● **What to produce**
In the post about the Perl report generator for C-news logs, what does the optional -s flag suppress?

● **Page extract**
[alt.sources] YACLRG

nagel@paris.ics.uci.edu (Mark Nagel) (11/30/89)

Here is a report generator for straight C-news logs written in
Perl.  It has very few 3.0 dependencies and should work fine under
2.0.18.  Specifically, I did not use dbmopen since many C-news sites
might be using dbz instead.  Like another report generator I saw,
this one caches message-ids in a list to minimize the number of
calls out to newshist.  Seems to work quite fast considering the
fact that C-news fails to provide useful information directly in the
log file. 

Be sure to tune the program to your local system before trying
this.  There are three variables you will may to modify:

$MAXARGLEN	Set this to the largest number of characters that
		can appear in an argument list submitted to exec.
		The larger the better.

@local		Set this to a list of regular expressions that match
		sites that really should be local (like if you have
		sites posting via NNTP and you'd like them all to 
		show up as local in the log file).

@gateway	Set this to a list of regular expressions that match
		sites that really should be gateway sites.  For
		example, we have a bunch of mailing lists forwarded
		to local groups and the sending machine always shows
		up as 'local-<something>', so I alias those names to
		be gateways.

Usage
	rep_log [-s] logfile ...

	or

	rep_log [-s] < logfile

The optional -s flag supresses the output of erroneous lines prior
to the main statistics area -- this is useful for submitting log
reports to regional statistics groups or whatever.  The script can
take all log file names on the command line or from standard input.
The log report appears on standard output.

Anyway, that's not much documentation, but hopefully it's enough to
use the script.  Please send any comments or suggestions my way --
I'd be happy to make this even better, faster, stronger...

#! /bin/perl

#
# C News Log Report Generator
#
# Mark Nagel <nagel@ics.uci.edu>
# $Id: rep_log.pl,v 1.6 89/11/29 11:00:51 news Exp $
#
# Large parts of this script were based on the B News log report
# awk script.

● **Record extracts**
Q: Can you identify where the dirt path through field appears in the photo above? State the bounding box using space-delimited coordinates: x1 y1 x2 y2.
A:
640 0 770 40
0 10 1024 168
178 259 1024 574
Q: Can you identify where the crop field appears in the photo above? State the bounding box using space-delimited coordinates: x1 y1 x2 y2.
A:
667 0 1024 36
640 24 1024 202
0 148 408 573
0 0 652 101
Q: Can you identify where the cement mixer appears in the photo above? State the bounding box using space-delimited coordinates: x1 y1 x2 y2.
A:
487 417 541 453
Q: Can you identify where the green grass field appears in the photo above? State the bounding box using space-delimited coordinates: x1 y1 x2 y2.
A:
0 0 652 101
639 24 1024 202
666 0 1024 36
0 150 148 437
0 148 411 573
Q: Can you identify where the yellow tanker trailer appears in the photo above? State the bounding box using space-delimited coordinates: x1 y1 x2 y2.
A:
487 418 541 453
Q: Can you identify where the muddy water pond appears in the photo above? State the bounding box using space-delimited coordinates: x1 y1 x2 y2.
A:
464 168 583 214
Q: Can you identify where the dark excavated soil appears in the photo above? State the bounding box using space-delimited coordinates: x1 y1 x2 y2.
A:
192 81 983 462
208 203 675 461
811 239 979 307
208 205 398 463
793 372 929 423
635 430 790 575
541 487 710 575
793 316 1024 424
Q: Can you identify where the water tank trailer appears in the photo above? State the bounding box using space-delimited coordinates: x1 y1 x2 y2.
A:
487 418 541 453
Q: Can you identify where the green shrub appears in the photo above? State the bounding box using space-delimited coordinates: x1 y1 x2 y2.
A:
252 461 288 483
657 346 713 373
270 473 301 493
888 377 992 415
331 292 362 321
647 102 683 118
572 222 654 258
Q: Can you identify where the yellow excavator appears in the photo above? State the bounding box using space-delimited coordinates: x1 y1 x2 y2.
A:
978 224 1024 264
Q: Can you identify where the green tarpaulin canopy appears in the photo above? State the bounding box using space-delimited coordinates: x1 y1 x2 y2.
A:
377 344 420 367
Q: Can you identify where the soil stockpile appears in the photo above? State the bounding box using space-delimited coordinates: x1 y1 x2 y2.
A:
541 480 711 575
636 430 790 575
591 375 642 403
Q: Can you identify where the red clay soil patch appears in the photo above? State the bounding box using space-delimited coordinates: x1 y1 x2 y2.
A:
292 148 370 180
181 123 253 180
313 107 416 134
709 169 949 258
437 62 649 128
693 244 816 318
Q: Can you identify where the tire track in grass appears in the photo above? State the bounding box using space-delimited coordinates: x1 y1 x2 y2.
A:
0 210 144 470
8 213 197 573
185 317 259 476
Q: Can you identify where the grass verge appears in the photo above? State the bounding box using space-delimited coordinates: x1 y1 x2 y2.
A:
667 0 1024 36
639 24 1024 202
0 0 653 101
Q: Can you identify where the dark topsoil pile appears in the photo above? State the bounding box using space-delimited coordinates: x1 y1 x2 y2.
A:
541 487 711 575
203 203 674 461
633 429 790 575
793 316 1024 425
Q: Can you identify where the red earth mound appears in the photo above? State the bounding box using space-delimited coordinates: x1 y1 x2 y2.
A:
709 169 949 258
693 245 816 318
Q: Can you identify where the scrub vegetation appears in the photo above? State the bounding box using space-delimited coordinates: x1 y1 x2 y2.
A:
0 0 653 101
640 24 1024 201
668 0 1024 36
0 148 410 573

● **Solution below**
It suppresses the output of erroneous lines prior to the main statistics area.